GIVEN RECORDS below:
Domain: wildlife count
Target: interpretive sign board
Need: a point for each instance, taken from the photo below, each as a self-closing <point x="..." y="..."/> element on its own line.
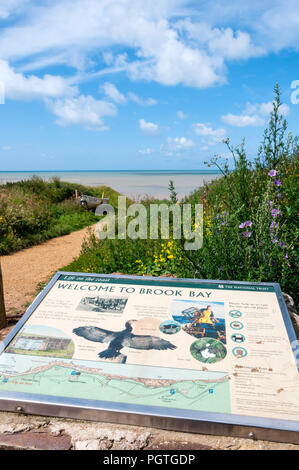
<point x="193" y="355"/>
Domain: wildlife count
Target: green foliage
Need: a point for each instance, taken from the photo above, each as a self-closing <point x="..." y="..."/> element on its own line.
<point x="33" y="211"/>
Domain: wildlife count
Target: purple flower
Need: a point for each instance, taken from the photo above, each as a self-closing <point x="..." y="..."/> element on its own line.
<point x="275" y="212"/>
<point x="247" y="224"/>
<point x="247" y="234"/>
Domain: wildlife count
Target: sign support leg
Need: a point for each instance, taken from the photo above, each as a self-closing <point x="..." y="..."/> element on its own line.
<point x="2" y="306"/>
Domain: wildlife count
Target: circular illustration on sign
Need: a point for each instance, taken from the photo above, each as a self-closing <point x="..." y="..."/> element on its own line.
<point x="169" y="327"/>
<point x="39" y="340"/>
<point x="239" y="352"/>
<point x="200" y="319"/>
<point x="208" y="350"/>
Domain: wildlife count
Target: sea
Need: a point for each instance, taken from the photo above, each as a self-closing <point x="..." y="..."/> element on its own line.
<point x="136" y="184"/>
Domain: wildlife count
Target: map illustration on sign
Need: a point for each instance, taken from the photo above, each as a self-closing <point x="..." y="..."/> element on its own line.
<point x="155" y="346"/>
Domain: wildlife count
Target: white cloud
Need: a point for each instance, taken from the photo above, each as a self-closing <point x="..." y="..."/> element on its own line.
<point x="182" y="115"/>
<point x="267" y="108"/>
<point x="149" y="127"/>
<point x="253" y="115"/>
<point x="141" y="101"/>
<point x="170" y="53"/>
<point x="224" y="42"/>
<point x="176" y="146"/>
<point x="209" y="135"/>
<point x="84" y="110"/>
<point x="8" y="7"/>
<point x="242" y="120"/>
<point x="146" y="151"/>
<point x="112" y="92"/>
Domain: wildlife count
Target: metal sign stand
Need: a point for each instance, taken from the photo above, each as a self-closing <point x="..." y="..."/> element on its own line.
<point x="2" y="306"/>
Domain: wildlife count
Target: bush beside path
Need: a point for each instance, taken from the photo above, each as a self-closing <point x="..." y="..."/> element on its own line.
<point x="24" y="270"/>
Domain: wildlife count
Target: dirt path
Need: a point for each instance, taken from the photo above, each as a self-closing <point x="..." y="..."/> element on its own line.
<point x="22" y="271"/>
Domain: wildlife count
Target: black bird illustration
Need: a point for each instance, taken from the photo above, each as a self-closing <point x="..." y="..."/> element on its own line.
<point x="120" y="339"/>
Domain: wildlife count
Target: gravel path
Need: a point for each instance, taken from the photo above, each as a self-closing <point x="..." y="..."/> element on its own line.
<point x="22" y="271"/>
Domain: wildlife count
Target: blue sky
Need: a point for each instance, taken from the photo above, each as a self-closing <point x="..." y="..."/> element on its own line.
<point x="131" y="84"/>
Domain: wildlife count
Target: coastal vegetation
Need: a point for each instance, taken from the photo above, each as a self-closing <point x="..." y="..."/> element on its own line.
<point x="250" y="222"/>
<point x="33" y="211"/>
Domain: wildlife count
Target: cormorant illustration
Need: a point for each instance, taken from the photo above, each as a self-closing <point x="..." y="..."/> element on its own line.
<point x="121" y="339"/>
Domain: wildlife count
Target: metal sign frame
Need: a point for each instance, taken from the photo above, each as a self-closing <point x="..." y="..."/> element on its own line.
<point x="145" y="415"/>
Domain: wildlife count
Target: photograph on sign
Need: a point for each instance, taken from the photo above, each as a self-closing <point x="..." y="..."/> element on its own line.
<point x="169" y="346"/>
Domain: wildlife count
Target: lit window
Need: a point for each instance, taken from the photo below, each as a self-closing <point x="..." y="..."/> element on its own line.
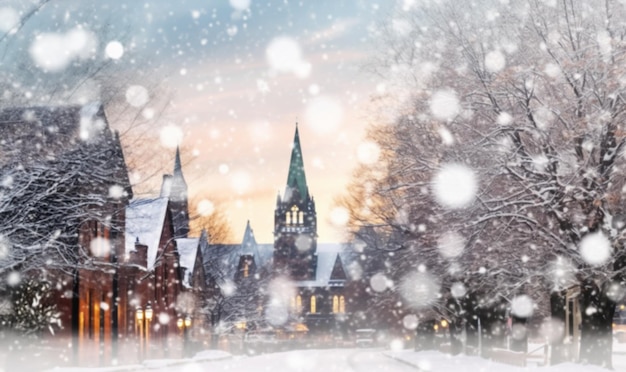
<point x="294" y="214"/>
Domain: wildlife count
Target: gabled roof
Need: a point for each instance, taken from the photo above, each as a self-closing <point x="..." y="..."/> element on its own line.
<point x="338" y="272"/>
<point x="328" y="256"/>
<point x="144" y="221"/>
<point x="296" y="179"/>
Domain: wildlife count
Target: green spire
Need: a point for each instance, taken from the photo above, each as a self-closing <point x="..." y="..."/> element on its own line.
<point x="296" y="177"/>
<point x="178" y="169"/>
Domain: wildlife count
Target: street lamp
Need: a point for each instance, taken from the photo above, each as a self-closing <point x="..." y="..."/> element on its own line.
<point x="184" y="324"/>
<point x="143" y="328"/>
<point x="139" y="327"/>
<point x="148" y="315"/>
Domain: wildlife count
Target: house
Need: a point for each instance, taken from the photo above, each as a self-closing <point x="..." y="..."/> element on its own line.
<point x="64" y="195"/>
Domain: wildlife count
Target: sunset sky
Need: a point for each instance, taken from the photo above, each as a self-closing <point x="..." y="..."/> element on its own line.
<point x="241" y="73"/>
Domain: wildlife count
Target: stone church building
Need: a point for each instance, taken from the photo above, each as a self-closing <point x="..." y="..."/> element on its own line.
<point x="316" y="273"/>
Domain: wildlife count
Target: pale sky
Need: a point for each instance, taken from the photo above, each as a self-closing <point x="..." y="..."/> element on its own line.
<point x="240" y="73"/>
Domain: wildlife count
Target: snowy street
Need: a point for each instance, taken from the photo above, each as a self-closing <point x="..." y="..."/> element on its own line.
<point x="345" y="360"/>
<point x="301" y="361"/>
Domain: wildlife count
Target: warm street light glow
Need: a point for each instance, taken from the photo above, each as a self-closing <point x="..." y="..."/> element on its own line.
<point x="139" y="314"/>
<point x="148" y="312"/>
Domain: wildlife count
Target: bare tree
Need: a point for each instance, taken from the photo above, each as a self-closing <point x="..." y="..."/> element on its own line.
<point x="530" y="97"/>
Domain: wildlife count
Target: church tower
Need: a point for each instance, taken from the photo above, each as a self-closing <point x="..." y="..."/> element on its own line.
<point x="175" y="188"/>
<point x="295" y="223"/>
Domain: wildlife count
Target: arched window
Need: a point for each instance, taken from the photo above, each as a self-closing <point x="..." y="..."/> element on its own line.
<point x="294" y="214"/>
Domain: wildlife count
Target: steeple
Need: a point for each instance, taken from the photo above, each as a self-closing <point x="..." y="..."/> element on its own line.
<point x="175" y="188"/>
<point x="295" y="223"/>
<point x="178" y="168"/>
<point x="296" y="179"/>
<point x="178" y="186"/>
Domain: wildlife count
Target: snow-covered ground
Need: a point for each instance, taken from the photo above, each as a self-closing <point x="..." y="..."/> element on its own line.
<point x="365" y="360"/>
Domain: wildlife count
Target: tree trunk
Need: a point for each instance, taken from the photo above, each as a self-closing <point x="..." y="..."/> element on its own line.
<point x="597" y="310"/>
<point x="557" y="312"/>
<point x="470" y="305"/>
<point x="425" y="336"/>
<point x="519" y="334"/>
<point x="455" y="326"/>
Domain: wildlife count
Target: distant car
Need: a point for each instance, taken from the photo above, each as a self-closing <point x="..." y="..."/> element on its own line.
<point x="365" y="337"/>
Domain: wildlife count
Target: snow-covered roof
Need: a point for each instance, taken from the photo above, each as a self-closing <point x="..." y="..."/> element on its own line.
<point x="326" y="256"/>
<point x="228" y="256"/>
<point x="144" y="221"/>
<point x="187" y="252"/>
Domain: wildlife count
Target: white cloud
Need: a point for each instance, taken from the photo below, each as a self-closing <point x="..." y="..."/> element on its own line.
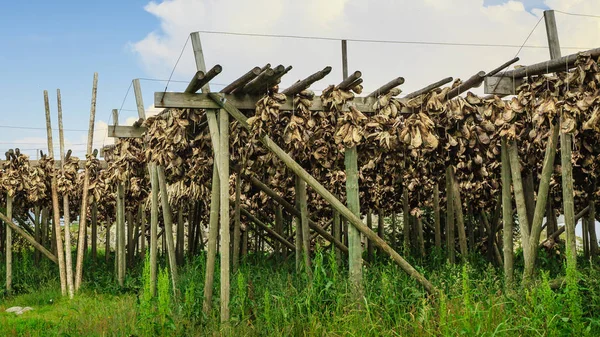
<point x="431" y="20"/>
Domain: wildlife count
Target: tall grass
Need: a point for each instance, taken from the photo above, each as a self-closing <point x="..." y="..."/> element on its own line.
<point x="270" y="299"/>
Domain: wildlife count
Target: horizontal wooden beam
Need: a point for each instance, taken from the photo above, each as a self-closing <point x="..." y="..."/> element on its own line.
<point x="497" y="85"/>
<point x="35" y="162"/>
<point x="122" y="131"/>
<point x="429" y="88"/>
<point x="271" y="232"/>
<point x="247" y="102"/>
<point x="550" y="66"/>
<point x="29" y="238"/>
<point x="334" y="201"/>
End of GIVEN RECORDS.
GIVEN RECORDS below:
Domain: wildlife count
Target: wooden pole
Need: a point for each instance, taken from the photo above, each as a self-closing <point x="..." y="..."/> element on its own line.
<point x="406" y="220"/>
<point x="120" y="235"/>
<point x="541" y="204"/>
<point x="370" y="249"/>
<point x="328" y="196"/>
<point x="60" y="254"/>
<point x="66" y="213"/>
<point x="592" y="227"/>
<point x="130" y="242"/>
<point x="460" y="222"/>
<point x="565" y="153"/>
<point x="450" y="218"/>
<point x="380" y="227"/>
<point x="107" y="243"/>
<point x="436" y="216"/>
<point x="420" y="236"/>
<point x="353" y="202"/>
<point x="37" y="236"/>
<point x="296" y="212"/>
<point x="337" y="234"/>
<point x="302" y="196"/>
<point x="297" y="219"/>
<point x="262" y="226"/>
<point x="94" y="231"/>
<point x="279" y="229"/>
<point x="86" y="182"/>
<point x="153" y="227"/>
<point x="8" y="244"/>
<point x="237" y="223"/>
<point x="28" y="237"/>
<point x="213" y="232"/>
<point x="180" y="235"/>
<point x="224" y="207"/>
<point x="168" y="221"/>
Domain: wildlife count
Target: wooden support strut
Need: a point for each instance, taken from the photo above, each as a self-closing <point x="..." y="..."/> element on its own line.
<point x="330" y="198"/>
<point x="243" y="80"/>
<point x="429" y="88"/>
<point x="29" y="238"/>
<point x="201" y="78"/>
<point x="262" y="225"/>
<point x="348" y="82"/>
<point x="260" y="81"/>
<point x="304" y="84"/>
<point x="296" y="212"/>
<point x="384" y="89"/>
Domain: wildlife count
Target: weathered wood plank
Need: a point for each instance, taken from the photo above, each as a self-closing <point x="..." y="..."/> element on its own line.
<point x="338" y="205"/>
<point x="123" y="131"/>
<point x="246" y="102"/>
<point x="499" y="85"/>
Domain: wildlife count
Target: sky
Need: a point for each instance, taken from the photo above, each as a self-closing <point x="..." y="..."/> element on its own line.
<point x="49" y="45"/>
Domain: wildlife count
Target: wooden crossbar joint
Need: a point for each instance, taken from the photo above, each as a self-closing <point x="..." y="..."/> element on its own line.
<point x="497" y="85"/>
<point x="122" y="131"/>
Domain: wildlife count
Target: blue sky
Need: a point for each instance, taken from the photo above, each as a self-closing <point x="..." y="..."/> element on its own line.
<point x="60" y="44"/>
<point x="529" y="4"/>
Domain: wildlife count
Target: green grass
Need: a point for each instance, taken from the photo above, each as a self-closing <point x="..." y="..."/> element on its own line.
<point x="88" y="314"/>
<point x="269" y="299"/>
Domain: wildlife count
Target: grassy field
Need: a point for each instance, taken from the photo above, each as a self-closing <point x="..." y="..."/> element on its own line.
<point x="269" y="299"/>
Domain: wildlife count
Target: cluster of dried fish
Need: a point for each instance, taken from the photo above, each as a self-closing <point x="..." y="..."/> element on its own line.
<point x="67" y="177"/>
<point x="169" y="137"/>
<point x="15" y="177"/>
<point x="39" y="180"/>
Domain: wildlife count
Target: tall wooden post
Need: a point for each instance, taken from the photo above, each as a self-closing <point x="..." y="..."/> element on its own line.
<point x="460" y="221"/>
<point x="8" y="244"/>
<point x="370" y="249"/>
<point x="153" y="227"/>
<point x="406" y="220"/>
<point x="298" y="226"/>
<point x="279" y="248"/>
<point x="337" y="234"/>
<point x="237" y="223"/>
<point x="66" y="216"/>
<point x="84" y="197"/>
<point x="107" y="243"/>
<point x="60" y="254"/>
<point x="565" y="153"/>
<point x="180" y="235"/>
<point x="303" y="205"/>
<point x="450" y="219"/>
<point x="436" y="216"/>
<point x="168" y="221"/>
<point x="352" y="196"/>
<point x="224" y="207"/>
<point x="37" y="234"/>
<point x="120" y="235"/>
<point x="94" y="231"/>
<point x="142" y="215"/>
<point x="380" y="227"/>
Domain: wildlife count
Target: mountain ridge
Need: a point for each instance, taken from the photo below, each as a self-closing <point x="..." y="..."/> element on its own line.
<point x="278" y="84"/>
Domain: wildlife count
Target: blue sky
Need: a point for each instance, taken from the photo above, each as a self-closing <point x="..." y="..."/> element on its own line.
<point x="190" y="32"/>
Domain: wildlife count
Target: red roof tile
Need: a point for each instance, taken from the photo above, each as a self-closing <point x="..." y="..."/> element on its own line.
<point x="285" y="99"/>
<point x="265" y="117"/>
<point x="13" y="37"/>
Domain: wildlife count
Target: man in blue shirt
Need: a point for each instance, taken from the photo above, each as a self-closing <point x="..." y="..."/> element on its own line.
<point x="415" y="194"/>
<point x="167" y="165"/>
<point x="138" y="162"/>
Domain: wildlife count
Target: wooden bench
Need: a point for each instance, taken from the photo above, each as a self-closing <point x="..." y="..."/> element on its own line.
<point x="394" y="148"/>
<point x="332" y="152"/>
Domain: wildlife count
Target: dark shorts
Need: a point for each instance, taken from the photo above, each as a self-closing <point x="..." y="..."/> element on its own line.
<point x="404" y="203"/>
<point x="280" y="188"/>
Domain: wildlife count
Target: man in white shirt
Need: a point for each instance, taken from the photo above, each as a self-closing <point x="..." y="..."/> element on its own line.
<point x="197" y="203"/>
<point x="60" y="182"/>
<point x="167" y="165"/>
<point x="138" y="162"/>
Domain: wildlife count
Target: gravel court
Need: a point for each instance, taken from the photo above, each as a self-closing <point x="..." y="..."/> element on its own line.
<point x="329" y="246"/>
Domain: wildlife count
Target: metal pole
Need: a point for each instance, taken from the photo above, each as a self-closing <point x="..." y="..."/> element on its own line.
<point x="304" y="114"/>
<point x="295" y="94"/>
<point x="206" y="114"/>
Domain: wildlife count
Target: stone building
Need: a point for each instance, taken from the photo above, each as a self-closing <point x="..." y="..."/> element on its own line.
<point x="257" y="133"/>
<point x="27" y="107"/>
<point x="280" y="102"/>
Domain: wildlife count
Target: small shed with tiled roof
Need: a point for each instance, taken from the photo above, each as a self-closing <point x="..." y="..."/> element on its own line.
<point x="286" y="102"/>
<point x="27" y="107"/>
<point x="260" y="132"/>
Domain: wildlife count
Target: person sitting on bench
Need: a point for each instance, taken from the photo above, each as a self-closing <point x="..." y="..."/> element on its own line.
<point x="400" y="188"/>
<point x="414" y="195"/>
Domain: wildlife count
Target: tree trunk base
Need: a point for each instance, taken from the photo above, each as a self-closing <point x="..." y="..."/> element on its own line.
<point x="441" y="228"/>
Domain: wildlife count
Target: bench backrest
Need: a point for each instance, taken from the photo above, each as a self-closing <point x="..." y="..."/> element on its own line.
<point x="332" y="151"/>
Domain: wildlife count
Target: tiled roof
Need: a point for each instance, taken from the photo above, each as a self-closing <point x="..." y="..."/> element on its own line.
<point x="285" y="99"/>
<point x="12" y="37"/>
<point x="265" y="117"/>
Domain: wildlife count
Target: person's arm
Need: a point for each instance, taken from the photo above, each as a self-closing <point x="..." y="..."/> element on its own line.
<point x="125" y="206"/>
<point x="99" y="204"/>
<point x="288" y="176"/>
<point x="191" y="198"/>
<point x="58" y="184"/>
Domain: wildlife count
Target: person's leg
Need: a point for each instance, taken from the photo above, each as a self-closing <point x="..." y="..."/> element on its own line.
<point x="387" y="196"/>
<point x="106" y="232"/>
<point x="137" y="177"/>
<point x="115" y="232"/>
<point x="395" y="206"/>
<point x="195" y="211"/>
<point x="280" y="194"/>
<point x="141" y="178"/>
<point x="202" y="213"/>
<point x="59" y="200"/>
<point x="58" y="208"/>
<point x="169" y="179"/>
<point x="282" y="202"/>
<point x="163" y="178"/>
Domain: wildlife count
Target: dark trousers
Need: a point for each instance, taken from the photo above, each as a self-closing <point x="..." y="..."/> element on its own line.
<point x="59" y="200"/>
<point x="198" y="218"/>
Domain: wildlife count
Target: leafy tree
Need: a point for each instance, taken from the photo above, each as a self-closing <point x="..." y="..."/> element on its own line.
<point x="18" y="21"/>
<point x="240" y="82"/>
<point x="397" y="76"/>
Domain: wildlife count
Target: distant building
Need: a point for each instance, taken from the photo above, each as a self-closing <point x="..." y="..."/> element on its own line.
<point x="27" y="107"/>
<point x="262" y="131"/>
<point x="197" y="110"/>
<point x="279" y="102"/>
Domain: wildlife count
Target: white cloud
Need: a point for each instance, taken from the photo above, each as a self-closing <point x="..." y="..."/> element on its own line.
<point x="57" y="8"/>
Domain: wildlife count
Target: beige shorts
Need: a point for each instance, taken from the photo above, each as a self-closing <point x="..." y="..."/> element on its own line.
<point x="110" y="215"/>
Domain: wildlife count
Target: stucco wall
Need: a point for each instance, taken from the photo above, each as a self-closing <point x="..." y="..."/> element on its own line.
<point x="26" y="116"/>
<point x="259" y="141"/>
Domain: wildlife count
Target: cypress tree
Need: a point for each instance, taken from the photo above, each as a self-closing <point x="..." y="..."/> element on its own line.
End of GIVEN RECORDS.
GIVEN RECORDS below:
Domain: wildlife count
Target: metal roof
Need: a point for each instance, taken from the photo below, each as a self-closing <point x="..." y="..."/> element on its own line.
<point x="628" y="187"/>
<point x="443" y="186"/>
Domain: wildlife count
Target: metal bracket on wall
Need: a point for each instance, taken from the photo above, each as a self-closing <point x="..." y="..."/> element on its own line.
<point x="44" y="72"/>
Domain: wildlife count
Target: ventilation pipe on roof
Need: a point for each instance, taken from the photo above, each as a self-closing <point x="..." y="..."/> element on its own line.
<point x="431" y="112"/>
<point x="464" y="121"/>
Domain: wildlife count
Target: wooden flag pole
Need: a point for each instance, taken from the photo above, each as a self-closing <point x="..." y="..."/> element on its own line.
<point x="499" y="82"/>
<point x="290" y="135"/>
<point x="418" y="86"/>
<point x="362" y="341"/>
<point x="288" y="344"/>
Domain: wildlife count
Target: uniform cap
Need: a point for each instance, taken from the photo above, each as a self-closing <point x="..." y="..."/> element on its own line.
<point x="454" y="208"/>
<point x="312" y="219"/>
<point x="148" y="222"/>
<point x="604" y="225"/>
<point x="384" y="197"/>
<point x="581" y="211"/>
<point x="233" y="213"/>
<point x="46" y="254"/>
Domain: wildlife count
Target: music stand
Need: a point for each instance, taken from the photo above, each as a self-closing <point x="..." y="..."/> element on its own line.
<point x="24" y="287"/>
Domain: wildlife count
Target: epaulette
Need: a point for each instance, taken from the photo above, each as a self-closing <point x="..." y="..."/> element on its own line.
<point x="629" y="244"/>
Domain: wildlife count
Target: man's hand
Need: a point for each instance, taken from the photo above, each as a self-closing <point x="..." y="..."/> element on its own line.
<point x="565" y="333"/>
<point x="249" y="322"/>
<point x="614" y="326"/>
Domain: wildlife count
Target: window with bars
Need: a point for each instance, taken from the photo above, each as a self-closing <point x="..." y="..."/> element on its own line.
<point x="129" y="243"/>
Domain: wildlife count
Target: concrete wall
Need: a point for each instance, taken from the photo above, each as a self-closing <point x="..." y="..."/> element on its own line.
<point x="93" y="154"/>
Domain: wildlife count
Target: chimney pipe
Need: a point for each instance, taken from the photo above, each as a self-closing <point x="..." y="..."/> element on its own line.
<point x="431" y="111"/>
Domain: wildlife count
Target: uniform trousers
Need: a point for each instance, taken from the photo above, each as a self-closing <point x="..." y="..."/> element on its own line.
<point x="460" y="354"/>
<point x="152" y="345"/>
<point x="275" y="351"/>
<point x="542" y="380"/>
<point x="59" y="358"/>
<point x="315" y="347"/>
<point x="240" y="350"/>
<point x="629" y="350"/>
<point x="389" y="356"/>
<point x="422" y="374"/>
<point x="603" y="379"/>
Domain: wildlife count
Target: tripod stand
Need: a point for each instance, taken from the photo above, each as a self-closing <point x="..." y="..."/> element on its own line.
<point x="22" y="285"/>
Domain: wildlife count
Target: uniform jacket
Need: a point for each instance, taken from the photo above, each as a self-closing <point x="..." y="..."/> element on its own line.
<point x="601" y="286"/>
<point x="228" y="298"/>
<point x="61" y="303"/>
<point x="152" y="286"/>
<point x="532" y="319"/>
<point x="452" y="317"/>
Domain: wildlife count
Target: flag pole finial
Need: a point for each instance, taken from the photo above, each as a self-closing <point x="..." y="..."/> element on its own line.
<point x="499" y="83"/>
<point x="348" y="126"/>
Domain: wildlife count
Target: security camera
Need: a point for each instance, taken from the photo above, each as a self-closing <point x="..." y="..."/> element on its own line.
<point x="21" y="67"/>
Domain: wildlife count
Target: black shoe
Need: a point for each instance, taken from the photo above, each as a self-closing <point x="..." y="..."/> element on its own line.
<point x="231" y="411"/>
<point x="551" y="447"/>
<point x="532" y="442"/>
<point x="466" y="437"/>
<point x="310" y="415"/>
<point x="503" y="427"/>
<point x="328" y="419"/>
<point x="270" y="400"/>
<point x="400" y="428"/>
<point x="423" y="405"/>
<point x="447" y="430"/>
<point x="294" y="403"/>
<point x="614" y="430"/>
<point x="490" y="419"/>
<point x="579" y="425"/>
End of GIVEN RECORDS.
EXERCISE GOAL:
Copy each line of the material where "path" is found.

WRITTEN REPLY:
Target: bush beside path
Target: dirt path
Target: gravel path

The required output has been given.